[Stored data entries]
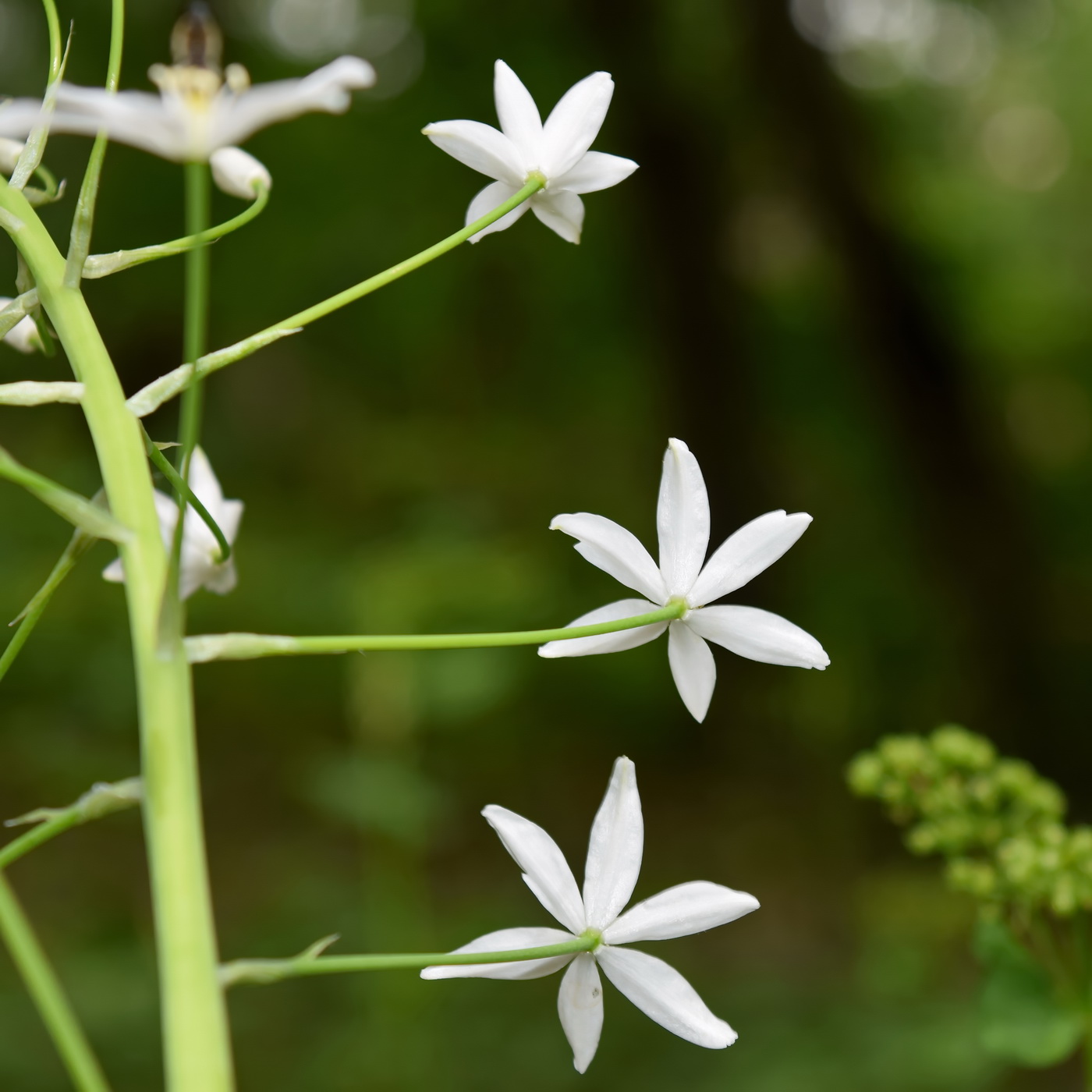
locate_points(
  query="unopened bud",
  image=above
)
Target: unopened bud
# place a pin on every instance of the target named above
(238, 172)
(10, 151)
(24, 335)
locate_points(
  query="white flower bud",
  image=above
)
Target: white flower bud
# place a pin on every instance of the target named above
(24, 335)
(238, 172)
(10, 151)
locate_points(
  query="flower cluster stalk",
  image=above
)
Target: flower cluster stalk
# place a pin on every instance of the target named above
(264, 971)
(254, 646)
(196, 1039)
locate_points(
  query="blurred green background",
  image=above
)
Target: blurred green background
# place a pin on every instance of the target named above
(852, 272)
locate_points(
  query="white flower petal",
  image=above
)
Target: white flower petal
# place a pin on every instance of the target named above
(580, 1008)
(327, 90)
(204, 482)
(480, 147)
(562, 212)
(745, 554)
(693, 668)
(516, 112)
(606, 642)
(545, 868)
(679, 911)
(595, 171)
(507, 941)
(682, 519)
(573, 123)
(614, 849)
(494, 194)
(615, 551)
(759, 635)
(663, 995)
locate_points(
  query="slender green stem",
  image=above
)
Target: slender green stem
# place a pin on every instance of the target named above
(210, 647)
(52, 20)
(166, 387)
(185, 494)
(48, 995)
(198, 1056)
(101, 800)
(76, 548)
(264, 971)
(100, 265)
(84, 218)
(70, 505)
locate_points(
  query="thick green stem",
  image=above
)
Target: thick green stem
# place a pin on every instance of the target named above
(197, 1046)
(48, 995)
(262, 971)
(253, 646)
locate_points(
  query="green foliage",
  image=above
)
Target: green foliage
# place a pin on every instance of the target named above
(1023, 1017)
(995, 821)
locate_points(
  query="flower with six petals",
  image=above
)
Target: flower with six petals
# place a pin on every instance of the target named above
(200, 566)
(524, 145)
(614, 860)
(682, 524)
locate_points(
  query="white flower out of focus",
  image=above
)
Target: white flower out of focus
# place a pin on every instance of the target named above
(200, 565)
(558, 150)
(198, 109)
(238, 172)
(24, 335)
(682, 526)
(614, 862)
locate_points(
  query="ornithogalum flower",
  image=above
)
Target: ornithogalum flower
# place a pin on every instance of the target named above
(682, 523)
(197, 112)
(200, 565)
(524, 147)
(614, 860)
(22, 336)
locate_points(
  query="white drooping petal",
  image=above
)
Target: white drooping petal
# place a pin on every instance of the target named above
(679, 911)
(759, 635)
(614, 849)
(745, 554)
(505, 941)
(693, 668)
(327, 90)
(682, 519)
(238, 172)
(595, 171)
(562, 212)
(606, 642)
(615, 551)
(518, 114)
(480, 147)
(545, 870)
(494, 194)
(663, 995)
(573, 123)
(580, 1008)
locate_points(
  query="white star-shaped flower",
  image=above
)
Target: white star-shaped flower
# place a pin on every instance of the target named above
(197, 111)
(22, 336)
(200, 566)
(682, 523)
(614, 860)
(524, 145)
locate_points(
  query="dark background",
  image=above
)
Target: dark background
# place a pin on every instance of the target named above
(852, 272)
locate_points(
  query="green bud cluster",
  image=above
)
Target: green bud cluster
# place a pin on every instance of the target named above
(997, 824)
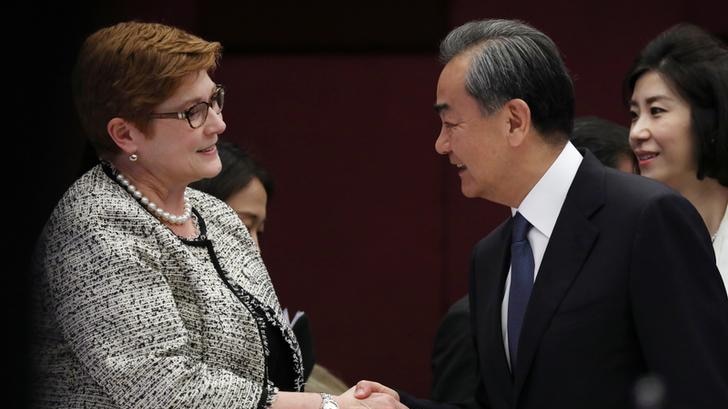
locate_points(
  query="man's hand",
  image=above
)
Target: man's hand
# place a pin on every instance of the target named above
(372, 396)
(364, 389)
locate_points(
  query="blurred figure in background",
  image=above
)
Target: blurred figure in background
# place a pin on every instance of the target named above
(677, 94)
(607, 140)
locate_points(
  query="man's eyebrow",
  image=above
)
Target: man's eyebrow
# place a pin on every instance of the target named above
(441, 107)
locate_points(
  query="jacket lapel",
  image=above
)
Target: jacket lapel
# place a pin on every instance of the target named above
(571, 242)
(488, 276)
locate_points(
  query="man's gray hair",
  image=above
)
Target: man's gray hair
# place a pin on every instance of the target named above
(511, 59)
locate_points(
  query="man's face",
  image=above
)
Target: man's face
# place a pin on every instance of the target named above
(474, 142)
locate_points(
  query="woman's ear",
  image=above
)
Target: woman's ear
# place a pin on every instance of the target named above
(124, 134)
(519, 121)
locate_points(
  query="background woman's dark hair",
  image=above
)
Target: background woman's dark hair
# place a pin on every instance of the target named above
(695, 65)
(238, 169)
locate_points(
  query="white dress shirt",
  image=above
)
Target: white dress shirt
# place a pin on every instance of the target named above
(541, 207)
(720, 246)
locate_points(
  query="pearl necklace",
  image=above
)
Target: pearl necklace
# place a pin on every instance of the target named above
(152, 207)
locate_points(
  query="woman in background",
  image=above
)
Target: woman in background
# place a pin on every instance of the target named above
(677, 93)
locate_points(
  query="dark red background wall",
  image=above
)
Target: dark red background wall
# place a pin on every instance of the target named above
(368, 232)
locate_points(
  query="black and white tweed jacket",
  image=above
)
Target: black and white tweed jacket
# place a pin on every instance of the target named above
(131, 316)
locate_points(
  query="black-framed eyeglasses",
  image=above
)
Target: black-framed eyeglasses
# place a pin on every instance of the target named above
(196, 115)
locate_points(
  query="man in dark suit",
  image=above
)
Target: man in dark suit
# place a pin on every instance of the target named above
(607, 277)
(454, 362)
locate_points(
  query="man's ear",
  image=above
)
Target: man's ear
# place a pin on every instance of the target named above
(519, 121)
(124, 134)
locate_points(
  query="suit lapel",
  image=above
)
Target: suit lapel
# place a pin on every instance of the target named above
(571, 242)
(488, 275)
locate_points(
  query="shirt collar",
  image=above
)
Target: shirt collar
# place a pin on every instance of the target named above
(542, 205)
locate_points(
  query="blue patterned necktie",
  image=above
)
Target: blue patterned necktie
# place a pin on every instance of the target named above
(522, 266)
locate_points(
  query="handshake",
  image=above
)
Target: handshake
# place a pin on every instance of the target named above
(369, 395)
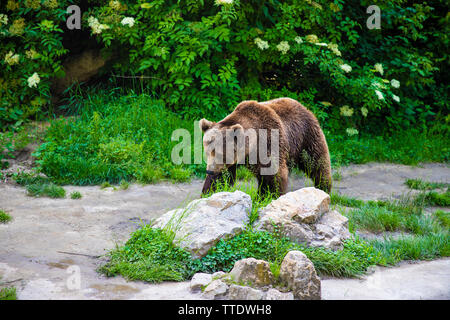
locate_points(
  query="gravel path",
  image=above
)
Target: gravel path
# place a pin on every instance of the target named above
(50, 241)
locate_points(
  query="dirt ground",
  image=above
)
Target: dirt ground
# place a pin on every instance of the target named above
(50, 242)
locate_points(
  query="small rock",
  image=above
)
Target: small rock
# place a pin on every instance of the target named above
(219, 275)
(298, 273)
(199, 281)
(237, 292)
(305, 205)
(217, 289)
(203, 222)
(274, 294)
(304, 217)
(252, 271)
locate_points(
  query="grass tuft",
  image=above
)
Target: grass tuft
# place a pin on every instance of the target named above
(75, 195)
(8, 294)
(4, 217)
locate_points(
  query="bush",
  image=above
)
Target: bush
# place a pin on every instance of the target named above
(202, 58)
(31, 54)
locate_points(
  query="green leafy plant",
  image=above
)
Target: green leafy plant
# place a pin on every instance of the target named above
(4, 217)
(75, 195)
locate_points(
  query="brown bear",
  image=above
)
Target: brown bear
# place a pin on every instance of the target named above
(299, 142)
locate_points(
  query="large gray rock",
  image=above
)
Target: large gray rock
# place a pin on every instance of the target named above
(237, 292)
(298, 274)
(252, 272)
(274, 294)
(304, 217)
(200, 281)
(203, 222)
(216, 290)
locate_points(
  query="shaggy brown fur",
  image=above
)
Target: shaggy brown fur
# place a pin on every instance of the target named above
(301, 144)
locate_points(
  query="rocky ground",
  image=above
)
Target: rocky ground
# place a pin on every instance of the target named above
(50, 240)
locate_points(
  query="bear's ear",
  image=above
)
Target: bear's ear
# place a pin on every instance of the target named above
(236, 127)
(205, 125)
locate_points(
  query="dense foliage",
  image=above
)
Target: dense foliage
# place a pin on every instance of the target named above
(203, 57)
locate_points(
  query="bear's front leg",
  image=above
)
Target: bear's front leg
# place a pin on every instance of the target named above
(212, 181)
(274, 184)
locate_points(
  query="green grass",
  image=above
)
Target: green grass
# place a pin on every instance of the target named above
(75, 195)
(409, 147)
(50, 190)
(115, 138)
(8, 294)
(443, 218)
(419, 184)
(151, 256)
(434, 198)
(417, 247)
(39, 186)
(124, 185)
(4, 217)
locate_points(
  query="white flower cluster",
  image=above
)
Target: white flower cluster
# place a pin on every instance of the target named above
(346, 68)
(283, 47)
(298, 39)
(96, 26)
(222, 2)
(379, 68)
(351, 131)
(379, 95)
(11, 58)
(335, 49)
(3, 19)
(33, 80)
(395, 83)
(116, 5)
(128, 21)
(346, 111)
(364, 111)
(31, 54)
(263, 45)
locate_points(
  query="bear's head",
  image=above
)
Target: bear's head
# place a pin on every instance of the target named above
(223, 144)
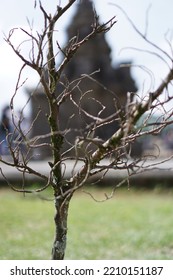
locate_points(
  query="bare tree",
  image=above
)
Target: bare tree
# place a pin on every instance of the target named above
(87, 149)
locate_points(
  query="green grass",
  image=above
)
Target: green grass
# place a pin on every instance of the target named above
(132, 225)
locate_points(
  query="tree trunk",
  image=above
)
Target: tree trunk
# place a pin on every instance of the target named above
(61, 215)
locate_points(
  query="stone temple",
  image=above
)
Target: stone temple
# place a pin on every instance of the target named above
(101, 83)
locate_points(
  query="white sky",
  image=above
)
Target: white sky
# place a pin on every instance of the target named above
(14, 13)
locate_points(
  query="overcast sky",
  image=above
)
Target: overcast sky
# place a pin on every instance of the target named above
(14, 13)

--- Problem description ---
Among the records above, find the lines where the word "jacket" appears and copy them.

--- Reply ---
  query="jacket lapel",
Target: jacket lapel
  query="black and white tweed jacket",
Target: black and white tweed jacket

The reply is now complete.